— start of TEXT —

Terra Galleria Photography

Undeveloped in California: Castle Mountains National Monument


If I was to sum up my impressions of Castle Mountains National Monument in one word, it would be “primitive”. See what I managed to discover and photograph in one day of exploring this beautiful desert area that manages to make the Mojave National Preserve appear civilized, without the benefit of any detailed information nor any facilities.

Castle Mountains National Monument is part of a trio of national monuments in the California desert proclaimed by President Obama in February 2016, and at 32.69 square miles is quite small compared to the two others. While Mojave Trails National Monument surrounds Mojave National Preserve on three sides, Castle Mountains is surrounded by Mojave National Preserve on three sides. Unlike most of the recently created national monuments, Castle Mountains is managed by the National Park Service. Areas managed by the National Park Service in general, and national parks in particular, tend to be more developed than those managed by other government agencies such as the BLM. Therefore, I was surprised by the barebones nature of the national park website for Castle Mountains: no detailed map, nor any information on the park or activities – an harbinger of the situation on the ground. The most useful map of Castle Mountains is actually the NPS map of Mojave National Preserve, and since there is no ranger station nor visitor center in Castle Mountains, if you want to ask for conditions, the best number to call would be the Mojave Hole-in-thewall Visitor Center (760 252-6104 or 760 928-2572) or maybe the main Mojave visitor center in Barstow a call (760-252-6100).

— end of TEXT —
— start of DATA PROVIDED —

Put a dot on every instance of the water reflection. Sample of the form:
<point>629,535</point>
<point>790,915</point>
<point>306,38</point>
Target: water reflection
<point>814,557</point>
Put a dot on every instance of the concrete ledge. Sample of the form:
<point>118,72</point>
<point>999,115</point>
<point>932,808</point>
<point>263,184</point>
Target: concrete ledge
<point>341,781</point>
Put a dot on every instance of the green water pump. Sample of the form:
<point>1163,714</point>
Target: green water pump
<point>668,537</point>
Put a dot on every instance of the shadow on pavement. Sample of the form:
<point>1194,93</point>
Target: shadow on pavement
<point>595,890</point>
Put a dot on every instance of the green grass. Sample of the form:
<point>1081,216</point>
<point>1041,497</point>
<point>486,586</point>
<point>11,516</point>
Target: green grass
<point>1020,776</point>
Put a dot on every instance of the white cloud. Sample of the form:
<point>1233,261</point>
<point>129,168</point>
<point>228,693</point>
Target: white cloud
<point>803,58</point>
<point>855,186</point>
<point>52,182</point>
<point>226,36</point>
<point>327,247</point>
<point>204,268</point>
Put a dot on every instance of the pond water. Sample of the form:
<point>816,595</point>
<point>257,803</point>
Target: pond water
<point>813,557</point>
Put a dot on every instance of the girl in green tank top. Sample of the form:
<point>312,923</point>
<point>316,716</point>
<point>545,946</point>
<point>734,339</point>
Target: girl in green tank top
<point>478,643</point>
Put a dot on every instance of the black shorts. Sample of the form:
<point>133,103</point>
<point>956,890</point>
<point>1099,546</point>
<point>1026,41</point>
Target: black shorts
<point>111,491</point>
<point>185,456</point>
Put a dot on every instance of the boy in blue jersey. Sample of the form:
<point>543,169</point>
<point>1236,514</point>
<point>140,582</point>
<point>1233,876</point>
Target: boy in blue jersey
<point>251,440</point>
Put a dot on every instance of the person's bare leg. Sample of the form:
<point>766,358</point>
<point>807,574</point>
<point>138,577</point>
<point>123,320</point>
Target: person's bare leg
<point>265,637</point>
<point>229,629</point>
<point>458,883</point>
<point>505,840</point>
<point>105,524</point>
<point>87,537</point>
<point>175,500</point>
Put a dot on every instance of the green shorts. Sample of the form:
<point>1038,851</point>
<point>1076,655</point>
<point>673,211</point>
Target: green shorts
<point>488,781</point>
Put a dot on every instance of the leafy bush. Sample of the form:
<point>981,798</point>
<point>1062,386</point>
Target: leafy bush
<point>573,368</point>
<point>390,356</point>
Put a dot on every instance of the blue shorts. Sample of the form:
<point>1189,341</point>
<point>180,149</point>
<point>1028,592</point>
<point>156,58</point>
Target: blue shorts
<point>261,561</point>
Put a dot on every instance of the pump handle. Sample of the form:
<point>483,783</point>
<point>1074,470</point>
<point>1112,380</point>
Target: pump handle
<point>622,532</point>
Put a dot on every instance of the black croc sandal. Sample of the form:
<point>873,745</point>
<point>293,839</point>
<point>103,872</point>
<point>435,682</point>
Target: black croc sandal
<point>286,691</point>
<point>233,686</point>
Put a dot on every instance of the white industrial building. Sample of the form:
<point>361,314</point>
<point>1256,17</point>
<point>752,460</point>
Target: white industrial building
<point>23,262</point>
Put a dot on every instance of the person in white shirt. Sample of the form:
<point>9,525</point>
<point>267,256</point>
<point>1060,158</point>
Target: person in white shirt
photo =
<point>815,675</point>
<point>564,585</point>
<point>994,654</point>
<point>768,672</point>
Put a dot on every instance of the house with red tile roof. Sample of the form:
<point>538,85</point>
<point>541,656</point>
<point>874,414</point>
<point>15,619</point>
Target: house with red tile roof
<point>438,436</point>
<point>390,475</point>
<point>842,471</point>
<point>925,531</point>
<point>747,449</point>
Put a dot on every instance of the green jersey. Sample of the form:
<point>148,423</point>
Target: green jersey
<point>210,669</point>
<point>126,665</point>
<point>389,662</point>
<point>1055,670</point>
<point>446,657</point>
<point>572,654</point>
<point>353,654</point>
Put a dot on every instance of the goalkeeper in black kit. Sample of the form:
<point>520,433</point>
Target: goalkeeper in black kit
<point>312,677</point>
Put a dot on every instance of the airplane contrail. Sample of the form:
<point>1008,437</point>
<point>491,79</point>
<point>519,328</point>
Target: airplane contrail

— end of DATA PROVIDED —

_WHAT IS ASKED:_
a) According to the Castle Mountains text, which agency manages Castle Mountains National Monument?
b) Write out the Castle Mountains text again from "If I was to" up to and including "nor any facilities.", switching "primitive" to "untamed".

_PROBLEM SOLUTIONS:_
a) The National Park Service.

b)
If I was to sum up my impressions of Castle Mountains National Monument in one word, it would be “untamed”. See what I managed to discover and photograph in one day of exploring this beautiful desert area that manages to make the Mojave National Preserve appear civilized, without the benefit of any detailed information nor any facilities.